▸ THE PROBLEM
Collect every line below that contains the word "yellow".

Natural language region descriptions:
++++++++++
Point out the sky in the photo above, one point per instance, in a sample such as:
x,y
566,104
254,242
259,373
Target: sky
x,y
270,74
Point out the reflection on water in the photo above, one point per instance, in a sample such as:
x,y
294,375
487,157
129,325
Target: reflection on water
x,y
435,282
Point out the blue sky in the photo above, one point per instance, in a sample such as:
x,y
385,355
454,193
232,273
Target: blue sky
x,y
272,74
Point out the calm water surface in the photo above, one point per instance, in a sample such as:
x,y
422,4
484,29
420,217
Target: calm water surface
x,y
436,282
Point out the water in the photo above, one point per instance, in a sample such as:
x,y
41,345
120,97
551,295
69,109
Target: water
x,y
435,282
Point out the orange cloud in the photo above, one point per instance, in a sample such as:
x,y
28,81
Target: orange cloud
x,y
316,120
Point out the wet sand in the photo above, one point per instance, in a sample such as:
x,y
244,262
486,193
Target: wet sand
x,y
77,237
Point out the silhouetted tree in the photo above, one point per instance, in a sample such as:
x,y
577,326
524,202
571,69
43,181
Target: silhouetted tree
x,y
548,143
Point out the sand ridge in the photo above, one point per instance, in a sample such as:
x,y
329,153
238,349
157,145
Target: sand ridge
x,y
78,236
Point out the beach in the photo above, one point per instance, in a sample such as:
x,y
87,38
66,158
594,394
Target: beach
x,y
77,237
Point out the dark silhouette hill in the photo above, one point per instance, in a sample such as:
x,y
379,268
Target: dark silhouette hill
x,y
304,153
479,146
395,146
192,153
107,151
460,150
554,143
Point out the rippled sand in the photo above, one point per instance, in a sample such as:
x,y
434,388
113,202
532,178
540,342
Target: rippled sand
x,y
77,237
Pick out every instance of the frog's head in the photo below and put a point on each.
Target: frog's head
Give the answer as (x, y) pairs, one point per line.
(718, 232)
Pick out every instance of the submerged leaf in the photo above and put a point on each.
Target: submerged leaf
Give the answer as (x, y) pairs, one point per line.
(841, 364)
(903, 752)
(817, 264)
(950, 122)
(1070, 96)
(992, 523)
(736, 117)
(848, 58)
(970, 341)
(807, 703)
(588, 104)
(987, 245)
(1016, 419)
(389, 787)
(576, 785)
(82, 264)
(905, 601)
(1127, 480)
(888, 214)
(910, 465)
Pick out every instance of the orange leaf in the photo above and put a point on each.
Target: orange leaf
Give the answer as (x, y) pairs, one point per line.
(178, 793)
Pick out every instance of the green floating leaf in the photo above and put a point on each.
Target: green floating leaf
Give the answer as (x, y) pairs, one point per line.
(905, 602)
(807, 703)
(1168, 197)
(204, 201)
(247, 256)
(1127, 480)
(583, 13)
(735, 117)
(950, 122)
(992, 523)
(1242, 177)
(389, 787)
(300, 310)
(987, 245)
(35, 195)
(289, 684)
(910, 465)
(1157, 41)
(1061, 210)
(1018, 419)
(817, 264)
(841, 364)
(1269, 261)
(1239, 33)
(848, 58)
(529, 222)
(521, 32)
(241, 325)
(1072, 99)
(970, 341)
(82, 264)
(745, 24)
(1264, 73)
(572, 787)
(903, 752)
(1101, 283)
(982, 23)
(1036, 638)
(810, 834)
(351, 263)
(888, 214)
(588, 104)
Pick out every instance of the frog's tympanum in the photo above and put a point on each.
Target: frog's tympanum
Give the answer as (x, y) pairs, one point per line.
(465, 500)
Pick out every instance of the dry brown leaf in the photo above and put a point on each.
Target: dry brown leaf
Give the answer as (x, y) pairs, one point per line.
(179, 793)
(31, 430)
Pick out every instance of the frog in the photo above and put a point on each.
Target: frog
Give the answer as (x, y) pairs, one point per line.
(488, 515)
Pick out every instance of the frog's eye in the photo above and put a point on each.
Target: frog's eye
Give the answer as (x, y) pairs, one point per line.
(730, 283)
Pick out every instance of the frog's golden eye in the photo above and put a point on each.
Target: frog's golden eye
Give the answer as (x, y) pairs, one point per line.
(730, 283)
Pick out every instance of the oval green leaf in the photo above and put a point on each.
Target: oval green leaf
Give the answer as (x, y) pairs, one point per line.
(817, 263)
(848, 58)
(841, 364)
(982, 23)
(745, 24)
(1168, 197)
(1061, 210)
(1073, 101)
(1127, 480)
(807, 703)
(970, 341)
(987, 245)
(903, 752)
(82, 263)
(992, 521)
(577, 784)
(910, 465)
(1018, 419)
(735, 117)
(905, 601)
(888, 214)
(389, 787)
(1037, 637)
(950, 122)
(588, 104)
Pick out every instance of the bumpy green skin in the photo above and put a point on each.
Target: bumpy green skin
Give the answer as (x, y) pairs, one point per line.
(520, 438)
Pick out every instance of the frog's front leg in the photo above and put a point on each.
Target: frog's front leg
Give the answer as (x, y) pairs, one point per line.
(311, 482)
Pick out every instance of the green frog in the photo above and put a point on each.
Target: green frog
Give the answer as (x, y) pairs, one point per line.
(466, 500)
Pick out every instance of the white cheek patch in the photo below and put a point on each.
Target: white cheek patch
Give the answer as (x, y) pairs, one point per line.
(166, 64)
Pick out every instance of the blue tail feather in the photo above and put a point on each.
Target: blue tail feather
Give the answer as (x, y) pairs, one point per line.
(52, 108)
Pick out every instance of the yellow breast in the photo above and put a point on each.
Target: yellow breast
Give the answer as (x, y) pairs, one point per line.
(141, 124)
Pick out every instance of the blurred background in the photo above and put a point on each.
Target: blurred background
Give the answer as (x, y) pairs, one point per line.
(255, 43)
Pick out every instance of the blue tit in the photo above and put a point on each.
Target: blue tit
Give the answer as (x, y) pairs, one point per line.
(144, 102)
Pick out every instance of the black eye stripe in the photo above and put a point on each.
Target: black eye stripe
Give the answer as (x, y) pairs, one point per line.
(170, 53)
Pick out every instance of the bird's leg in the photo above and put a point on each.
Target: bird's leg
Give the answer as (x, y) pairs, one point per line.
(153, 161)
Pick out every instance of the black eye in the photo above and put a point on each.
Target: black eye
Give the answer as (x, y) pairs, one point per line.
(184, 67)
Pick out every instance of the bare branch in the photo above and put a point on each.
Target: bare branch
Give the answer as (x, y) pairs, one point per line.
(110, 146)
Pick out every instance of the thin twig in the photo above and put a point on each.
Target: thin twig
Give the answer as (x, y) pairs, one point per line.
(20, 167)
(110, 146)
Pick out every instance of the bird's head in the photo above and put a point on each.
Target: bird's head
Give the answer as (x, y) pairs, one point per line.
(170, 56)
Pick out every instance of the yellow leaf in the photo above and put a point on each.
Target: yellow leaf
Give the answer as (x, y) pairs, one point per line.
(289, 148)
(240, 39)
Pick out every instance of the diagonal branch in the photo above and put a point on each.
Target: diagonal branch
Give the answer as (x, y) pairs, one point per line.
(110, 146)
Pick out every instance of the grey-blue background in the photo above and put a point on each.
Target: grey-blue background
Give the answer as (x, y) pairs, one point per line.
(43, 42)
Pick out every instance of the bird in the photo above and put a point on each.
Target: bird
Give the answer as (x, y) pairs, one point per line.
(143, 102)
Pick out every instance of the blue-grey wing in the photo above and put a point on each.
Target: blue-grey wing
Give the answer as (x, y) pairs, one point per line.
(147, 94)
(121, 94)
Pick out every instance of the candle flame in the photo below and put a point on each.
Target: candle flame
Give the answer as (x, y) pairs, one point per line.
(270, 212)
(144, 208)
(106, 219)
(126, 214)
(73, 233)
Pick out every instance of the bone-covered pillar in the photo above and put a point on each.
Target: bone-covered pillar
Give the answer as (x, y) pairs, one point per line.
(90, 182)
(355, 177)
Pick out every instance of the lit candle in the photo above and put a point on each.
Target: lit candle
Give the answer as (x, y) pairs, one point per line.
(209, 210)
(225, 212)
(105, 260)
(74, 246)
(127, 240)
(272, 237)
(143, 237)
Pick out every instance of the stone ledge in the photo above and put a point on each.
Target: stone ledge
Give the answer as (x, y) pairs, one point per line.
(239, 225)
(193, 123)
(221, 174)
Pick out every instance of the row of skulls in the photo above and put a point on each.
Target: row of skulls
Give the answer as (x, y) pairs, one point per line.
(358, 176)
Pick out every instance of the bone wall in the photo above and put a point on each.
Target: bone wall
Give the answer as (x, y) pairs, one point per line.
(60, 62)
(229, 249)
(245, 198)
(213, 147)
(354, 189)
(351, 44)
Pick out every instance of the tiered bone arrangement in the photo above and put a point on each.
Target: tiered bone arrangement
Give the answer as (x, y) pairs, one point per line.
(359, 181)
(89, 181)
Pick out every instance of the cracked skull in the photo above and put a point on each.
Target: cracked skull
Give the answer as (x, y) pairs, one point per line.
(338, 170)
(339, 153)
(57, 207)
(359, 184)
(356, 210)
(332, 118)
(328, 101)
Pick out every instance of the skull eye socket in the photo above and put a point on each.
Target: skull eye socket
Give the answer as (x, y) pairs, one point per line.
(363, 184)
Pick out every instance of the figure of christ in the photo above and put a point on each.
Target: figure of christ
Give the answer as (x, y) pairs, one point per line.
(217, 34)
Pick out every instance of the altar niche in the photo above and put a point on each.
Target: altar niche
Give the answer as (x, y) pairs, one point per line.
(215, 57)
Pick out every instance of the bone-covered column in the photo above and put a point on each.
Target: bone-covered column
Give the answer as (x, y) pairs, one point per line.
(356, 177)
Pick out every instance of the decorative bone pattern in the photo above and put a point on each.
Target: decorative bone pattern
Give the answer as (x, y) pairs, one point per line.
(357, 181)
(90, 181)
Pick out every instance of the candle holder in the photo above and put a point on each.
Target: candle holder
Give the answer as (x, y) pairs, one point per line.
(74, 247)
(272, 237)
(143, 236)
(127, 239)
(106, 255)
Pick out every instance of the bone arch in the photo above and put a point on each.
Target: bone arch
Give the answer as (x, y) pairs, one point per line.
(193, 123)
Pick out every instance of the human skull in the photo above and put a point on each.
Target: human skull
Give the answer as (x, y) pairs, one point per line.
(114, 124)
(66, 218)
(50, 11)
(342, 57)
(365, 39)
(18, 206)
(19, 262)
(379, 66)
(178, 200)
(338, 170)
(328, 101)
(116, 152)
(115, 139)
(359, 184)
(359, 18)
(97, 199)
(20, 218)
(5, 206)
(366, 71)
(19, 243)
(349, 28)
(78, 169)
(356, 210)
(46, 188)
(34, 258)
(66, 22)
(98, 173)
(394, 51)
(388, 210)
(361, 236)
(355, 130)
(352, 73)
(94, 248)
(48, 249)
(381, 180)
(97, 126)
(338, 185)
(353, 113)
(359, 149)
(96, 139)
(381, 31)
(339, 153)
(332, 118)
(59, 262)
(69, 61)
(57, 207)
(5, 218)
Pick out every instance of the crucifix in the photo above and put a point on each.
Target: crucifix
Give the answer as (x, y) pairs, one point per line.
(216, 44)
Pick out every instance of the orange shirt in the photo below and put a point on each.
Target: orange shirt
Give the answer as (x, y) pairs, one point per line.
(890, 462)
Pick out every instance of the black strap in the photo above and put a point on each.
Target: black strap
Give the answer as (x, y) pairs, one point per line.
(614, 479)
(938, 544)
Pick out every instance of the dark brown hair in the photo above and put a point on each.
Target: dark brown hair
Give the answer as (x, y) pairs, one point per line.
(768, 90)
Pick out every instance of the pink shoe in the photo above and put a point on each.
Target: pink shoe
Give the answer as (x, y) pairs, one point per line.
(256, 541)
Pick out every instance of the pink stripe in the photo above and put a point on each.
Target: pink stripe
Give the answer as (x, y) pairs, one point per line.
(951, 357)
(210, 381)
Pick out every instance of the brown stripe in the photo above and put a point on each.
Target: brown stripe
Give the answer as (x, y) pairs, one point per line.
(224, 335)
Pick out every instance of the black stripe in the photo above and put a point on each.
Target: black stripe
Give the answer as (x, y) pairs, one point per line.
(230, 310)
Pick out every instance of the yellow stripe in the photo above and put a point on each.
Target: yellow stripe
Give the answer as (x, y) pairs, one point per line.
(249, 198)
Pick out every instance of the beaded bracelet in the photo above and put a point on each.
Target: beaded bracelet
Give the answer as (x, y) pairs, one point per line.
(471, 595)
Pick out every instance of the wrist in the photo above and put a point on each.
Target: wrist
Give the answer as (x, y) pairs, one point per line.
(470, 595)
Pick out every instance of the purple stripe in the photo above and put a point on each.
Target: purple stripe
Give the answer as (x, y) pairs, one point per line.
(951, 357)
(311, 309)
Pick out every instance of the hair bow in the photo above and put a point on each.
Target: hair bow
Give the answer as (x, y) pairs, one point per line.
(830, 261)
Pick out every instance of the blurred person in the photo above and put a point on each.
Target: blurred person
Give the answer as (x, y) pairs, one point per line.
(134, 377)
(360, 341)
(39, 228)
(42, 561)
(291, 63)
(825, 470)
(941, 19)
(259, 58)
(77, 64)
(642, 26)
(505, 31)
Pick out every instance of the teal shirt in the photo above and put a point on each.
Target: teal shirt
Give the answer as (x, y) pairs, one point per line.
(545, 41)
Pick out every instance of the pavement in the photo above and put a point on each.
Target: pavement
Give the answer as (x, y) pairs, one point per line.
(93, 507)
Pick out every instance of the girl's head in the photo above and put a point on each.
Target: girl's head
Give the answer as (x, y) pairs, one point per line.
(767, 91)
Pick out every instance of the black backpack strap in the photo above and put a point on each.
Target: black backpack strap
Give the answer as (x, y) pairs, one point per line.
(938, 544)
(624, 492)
++++++++++
▸ RESPONSE FOR THIS EXERCISE
Pick out every instance of the yellow breast in the photo above and put a point on each.
Target: yellow breast
Pick out every instance of the yellow leaf in the photo above and put a point on each.
Target: yellow leaf
Pick out every instance of the yellow stripe in the photo above and put a point on each.
Target: yellow stripe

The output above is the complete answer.